**INSTRUCTIONS FOR THE TASK**. Copy the material word for word, from its first line through the line containing "[391, 142, 460, 161]", including both of those lines.

---------------

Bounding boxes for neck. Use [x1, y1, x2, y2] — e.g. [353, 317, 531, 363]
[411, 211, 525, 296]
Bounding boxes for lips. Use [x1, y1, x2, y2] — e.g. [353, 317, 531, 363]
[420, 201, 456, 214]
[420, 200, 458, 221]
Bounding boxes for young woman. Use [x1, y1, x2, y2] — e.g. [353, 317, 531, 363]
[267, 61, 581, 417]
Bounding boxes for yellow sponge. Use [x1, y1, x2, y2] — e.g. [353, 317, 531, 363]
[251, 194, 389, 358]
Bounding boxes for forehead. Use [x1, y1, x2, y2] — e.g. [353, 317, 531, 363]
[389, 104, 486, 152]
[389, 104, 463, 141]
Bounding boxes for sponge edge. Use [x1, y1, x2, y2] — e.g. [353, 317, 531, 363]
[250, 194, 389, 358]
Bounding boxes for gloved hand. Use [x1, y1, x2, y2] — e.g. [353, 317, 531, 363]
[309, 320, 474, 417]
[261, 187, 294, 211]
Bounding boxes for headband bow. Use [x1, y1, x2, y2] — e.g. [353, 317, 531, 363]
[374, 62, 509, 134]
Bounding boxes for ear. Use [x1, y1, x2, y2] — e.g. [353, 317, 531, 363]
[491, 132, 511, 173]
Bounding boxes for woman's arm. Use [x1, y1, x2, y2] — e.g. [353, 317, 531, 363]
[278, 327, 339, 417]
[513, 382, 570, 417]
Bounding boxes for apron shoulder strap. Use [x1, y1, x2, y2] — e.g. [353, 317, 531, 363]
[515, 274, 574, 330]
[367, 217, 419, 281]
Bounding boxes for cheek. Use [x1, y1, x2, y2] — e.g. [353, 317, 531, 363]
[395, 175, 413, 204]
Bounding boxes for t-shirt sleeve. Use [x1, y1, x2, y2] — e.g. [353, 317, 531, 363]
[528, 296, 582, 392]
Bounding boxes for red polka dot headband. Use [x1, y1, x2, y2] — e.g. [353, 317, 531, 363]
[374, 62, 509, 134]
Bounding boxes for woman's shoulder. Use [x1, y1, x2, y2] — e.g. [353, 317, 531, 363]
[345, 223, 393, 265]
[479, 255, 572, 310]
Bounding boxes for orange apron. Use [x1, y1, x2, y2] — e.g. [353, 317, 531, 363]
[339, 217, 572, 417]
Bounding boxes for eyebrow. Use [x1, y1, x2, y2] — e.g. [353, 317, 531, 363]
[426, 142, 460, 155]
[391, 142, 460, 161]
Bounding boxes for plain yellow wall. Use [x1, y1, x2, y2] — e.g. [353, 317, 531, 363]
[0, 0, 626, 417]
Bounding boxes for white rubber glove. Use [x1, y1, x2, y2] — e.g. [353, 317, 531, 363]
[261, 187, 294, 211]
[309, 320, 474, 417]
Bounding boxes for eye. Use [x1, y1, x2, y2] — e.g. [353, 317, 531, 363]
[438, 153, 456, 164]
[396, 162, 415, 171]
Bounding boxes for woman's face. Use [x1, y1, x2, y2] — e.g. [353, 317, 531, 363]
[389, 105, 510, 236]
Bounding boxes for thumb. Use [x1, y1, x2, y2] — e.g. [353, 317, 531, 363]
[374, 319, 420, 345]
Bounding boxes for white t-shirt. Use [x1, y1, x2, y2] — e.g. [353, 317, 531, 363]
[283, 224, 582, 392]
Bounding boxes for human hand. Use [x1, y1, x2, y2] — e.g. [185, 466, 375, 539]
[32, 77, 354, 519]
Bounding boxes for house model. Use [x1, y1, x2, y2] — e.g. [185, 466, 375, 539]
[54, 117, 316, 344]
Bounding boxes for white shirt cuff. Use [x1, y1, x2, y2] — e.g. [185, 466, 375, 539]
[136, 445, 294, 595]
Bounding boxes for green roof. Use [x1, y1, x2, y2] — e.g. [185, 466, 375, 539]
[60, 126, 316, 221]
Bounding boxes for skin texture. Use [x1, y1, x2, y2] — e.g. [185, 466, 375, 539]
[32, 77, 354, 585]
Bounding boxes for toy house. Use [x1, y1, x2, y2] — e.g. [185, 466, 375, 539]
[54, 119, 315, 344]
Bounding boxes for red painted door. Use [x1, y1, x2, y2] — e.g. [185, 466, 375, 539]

---------------

**PROBLEM SOLUTION**.
Bounding boxes for neck. Use [x1, y1, x2, y2] — e.g. [353, 317, 531, 363]
[411, 211, 525, 296]
Bounding boxes for lips. Use [x1, y1, x2, y2] — e.g. [353, 317, 531, 363]
[420, 201, 456, 214]
[420, 200, 458, 221]
Bounding boxes for young woman. Use [x1, y1, x2, y2] — e.g. [353, 317, 531, 363]
[267, 61, 581, 417]
Bounding boxes for yellow sponge. Use [x1, y1, x2, y2] — e.g. [353, 317, 531, 363]
[251, 194, 389, 358]
Bounding boxes for forehead. Use [x1, y1, x2, y2] — e.g. [353, 317, 531, 363]
[389, 104, 486, 152]
[389, 104, 463, 141]
Bounding boxes for sponge edge. Use [x1, y1, x2, y2] — e.g. [353, 317, 531, 363]
[250, 194, 389, 358]
Bounding boxes for gloved hand. Use [x1, y1, x2, y2] — e.g. [353, 317, 531, 363]
[309, 320, 474, 417]
[261, 187, 294, 211]
Bounding boxes for headband bow. Use [x1, y1, x2, y2] — e.g. [353, 317, 531, 363]
[374, 62, 509, 134]
Bounding boxes for ear. Use [x1, y1, x2, y2] — e.g. [353, 317, 531, 363]
[491, 132, 511, 173]
Bounding boxes for woman's arm. Use [x1, y1, x2, y2] — e.g. [353, 317, 531, 363]
[278, 327, 339, 417]
[513, 382, 570, 417]
Bounding boxes for apron shoulder strap. Use [x1, y1, x2, y2] — e.g. [353, 317, 531, 363]
[515, 274, 574, 330]
[367, 217, 419, 281]
Bounding boxes for cheek. Use [x1, y1, x2, y2] — e.g. [353, 317, 531, 363]
[395, 175, 413, 204]
Bounding boxes for t-shirt sleeve. Use [x1, y1, x2, y2] — e.g. [353, 317, 531, 363]
[528, 296, 582, 392]
Bounding boxes for red polka dot headband. Use [x1, y1, x2, y2] — e.g. [353, 317, 531, 363]
[374, 62, 509, 134]
Bounding boxes for woman's shoulder. Use [x1, y1, x2, y2] — e.g. [353, 317, 531, 363]
[345, 223, 393, 265]
[479, 255, 572, 310]
Bounding boxes for orange apron. Use [x1, y1, x2, y2] — e.g. [353, 317, 531, 363]
[339, 217, 572, 417]
Bounding boxes for eyebrow. Use [x1, y1, x2, y2] — e.g. [353, 317, 531, 363]
[426, 142, 460, 155]
[391, 142, 460, 161]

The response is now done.